(DOKUMENTAUSSCHNITT):
====
Harald Schinnerl & Anton Resch

Zur Lage des Metallbaus in Österreich

Bundesinnungsmeister KR Harald Schinnerl und Anton Resch sind die Initiatoren des Metallbautags. Wir haben den AMFT-Vorsitzenden Schinnerl und den AMFT-Geschäftsführer Resch zur Lage der Branche in Österreich gesprochen.

metallbau: Welche konkreten bürokratischen Steine könnte die österreichische Regierung dem Metallbauhandwerk aus dem Weg räumen?

Harald Schinnerl: Die Regierung sollte Sanktionen gegen den Bezug von Energie und Rohstoff aus Kriegsgebieten erst dann aussprechen, wenn es eine Alternative gibt — ansonsten ist keine Preisstabilität erreichbar. Des Weiteren bräuchte die Branche Unterstützung bei Themen auf EU-Ebene, sowohl was die Normung/Zertifizierung von Produkten und Dienstleistungen betrifft (harmonisierte Normen), als auch die Beschleunigung der Entscheidungsprozesse in Verfahren.

metallbau: In Deutschland gab es einen Erlass mit Sonderregelungen für Bauverträge, damit sich auch die Unternehmer der Stahl- und Metallbaubranche mit den aktuellen Lieferverzögerungen und enormen Preisanstiegen leichter tun. Gibt es in Österreich Signale, dass die staatlichen Empfehlungen als verbindliche Regeln/Gesetze umgesetzt werden?

Anton Resch: Die Unabhängige Schiedskommission beim Bundesministerium für Digitalisierung und Wirtschaftsstandort (BMDW) hat in ihrer 137. Sitzung am 31.03.2022 einem gemeinsamen Antrag vom Fachverband Metalltechnische Industrie sowie der Bundesinnung der Metalltechniker stattgegeben und für 12 Monate rückwirkend ab 01.03.2022 empfohlen, dass bei allen zukünftigen und laufenden Ausschreibungen sowie bei allen bestehenden Verträgen für die stahlpreisrelevanten Positionen eine Preisgleitung auf Basis des Großhandelspreisindex für Eisen und Stahl der Statistik Austria (Pos. 46.72.13) zur Anwendung kommen soll. Bei der Schiedskommission handelt es sich um ein paritätisch besetztes Expertengremium, das zur Unterstützung der öffentlichen Hand bei der Ausschreibung und Abwicklung von öffentlichen Aufträgen eingesetzt wird. Die Empfehlungen der Schiedskommission richten sich an öffentliche Auftraggeber. Eine weitere Empfehlungen gibt es seitens der Bundessparte Industrie und der  Bundessparte Gewerbe und Handwerk der Wirtschaftskammer Österreich, die sich an Länder und Gemeinden richtet. Darin werden unter anderem veränderliche Preise bei öffentlichen Aufträgen, Vertragsanpassungen auch bei bestehenden Bauaufträgen und die Anpassung der Förderungsbestimmungen der öffentlichen Hand, insbesondere im Bereich der Wohnbauförderung an die veränderlichen Preise gefordert. Für eine in der Praxis bereits bewährte Vorgangsweise zur Vertragsanpassung steht der Leitfaden „Preisveränderungen und Lieferengpässe“ der Österreichischen Bautechnik Vereinigung (ÖBV) zur Verfügung. Dieser wurde einvernehmlich von maßgeblichen Vertretern der Auftraggeber- und Auftragnehmerseite erstellt. Konkrete Informationen zu verbindlichen Vorgaben liegen nicht vor. Die Arbeitsgemeinschaft der Hersteller von Metall-Fenster/Türen/Tore/Fassaden (AMFT) informiert ihre Mitglieder fortlaufend.
====
(BEREITGESTELLTE DATENSÄTZE):
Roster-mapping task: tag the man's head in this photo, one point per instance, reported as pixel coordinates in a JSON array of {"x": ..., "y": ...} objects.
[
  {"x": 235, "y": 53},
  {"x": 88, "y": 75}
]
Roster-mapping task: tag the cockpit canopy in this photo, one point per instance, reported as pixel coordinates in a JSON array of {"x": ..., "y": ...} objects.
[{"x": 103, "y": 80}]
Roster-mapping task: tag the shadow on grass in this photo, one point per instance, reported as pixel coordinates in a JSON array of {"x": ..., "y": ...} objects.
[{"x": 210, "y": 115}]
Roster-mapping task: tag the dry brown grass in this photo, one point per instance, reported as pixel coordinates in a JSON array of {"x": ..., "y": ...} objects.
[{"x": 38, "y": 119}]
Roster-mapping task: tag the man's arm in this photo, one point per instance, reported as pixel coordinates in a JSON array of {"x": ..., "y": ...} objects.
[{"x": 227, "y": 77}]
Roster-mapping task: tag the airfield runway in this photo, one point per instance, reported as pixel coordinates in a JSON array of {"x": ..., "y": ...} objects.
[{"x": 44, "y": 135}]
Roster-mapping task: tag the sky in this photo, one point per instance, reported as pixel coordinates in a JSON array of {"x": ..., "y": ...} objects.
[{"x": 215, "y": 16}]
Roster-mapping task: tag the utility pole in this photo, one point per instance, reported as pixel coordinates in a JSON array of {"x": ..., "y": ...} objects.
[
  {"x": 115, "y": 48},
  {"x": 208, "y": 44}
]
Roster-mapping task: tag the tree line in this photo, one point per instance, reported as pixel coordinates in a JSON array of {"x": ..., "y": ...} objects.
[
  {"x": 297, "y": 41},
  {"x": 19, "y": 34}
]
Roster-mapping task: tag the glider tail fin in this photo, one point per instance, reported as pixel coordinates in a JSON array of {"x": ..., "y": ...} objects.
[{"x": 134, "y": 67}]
====
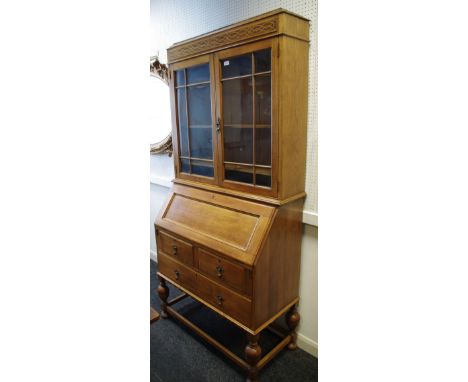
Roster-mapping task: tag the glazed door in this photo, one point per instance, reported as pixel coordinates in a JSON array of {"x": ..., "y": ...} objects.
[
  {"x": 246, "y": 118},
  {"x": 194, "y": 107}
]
====
(ANWEISUNGEN UND VORGABEN): Wie lautet im Interview zur Lage des Metallbaus in Österreich die Passage zwischen „Bundesinnungsmeister KR Harald“ und „Entscheidungsprozesse in Verfahren.“, beide eingeschlossen? Schreiben Sie sie wortgetreu ab. Die Datensätze spielen hierfür keine Rolle.

(FERTIGE LÖSUNG):
Bundesinnungsmeister KR Harald Schinnerl und Anton Resch sind die Initiatoren des Metallbautags. Wir haben den AMFT-Vorsitzenden Schinnerl und den AMFT-Geschäftsführer Resch zur Lage der Branche in Österreich gesprochen.

metallbau: Welche konkreten bürokratischen Steine könnte die österreichische Regierung dem Metallbauhandwerk aus dem Weg räumen?

Harald Schinnerl: Die Regierung sollte Sanktionen gegen den Bezug von Energie und Rohstoff aus Kriegsgebieten erst dann aussprechen, wenn es eine Alternative gibt — ansonsten ist keine Preisstabilität erreichbar. Des Weiteren bräuchte die Branche Unterstützung bei Themen auf EU-Ebene, sowohl was die Normung/Zertifizierung von Produkten und Dienstleistungen betrifft (harmonisierte Normen), als auch die Beschleunigung der Entscheidungsprozesse in Verfahren.